[Stated problem]: Present the data as a Markdown table with the columns No. and Line, giving each line a row number and omitting blank lines.

Dataset records:
┌──
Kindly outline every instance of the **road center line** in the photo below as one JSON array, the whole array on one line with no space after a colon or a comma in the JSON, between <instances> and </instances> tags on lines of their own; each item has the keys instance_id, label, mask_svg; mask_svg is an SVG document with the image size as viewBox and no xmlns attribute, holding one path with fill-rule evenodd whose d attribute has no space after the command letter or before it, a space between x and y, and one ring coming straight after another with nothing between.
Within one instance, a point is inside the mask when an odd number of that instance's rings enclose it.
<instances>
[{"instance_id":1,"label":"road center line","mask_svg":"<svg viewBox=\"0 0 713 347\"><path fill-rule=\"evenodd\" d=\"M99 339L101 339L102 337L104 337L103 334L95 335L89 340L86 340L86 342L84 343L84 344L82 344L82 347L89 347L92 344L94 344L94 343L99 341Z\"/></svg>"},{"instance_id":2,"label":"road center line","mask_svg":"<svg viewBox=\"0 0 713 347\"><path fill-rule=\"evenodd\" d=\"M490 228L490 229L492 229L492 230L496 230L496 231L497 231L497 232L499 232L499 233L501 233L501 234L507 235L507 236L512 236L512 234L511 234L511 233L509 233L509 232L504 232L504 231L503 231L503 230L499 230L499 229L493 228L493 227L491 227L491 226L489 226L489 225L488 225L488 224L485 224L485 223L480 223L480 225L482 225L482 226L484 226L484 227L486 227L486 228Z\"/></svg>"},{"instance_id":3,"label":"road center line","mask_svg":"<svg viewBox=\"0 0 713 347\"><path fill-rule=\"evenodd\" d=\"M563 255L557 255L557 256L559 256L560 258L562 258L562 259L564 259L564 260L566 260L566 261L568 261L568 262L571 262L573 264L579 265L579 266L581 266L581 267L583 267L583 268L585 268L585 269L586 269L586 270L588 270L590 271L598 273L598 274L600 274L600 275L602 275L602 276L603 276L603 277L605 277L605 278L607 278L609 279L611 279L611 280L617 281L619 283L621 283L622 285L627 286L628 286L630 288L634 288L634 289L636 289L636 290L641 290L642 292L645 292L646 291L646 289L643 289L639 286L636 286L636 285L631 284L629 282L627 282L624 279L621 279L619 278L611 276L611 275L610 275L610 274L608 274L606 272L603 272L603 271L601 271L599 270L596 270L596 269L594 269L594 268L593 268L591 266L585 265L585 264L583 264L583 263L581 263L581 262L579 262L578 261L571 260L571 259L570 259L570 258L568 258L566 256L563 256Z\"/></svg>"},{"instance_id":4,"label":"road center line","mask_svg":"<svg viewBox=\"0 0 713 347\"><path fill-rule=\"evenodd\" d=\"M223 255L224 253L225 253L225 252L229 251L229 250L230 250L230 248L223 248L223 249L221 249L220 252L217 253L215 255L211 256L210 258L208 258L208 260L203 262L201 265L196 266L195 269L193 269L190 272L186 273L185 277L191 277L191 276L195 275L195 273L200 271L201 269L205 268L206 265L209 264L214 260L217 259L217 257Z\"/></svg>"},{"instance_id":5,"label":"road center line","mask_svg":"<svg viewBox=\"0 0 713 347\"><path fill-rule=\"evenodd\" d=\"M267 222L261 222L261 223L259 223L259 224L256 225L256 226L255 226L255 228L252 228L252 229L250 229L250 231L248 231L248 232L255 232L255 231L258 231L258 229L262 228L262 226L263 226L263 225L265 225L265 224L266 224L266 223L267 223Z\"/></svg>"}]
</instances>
└──
[Complete output]:
| No. | Line |
|---|---|
| 1 | Kindly outline every instance of the **road center line** in the photo below as one JSON array, the whole array on one line with no space after a colon or a comma in the JSON, between <instances> and </instances> tags on lines of their own; each item has the keys instance_id, label, mask_svg; mask_svg is an SVG document with the image size as viewBox and no xmlns attribute, holding one path with fill-rule evenodd whose d attribute has no space after the command letter or before it, a space between x and y, and one ring coming straight after another with nothing between. |
| 2 | Within one instance, a point is inside the mask when an odd number of that instance's rings enclose it. |
| 3 | <instances> |
| 4 | [{"instance_id":1,"label":"road center line","mask_svg":"<svg viewBox=\"0 0 713 347\"><path fill-rule=\"evenodd\" d=\"M99 339L101 339L102 337L104 337L103 334L95 335L89 340L86 340L86 342L84 343L84 344L82 344L82 347L89 347L92 344L94 344L94 343L99 341Z\"/></svg>"},{"instance_id":2,"label":"road center line","mask_svg":"<svg viewBox=\"0 0 713 347\"><path fill-rule=\"evenodd\" d=\"M490 228L490 229L492 229L492 230L496 230L496 231L497 231L497 232L499 232L499 233L501 233L501 234L507 235L507 236L512 236L512 234L511 234L511 233L509 233L509 232L504 232L504 231L503 231L503 230L499 230L499 229L493 228L493 227L491 227L491 226L489 226L489 225L488 225L488 224L485 224L485 223L480 223L480 225L482 225L482 226L484 226L484 227L486 227L486 228Z\"/></svg>"},{"instance_id":3,"label":"road center line","mask_svg":"<svg viewBox=\"0 0 713 347\"><path fill-rule=\"evenodd\" d=\"M563 255L557 255L557 256L559 256L560 258L562 258L562 259L564 259L564 260L566 260L566 261L568 261L568 262L571 262L573 264L579 265L579 266L581 266L581 267L583 267L583 268L585 268L585 269L586 269L586 270L588 270L590 271L598 273L598 274L600 274L600 275L602 275L602 276L603 276L603 277L605 277L605 278L607 278L609 279L611 279L611 280L617 281L619 283L621 283L622 285L627 286L628 286L630 288L634 288L634 289L636 289L636 290L641 290L642 292L645 292L646 291L646 289L643 289L639 286L636 286L636 285L631 284L629 282L627 282L624 279L621 279L619 278L611 276L611 275L610 275L610 274L608 274L606 272L603 272L603 271L601 271L599 270L596 270L596 269L594 269L594 268L593 268L591 266L585 265L585 264L583 264L583 263L581 263L581 262L579 262L578 261L571 260L571 259L570 259L570 258L568 258L566 256L563 256Z\"/></svg>"},{"instance_id":4,"label":"road center line","mask_svg":"<svg viewBox=\"0 0 713 347\"><path fill-rule=\"evenodd\" d=\"M223 255L224 253L225 253L225 252L229 251L229 250L230 250L230 248L223 248L223 249L221 249L220 252L217 253L215 255L211 256L210 258L208 258L208 260L203 262L201 265L196 266L195 269L193 269L190 272L186 273L185 277L191 277L191 276L195 275L195 273L200 271L201 269L205 268L206 265L209 264L214 260L217 259L217 257Z\"/></svg>"},{"instance_id":5,"label":"road center line","mask_svg":"<svg viewBox=\"0 0 713 347\"><path fill-rule=\"evenodd\" d=\"M267 222L261 222L261 223L259 223L259 224L256 225L256 226L255 226L255 228L252 228L252 229L250 229L250 231L248 231L248 232L255 232L255 231L258 231L258 229L262 228L262 226L263 226L263 225L265 225L265 224L266 224L266 223L267 223Z\"/></svg>"}] |
| 5 | </instances> |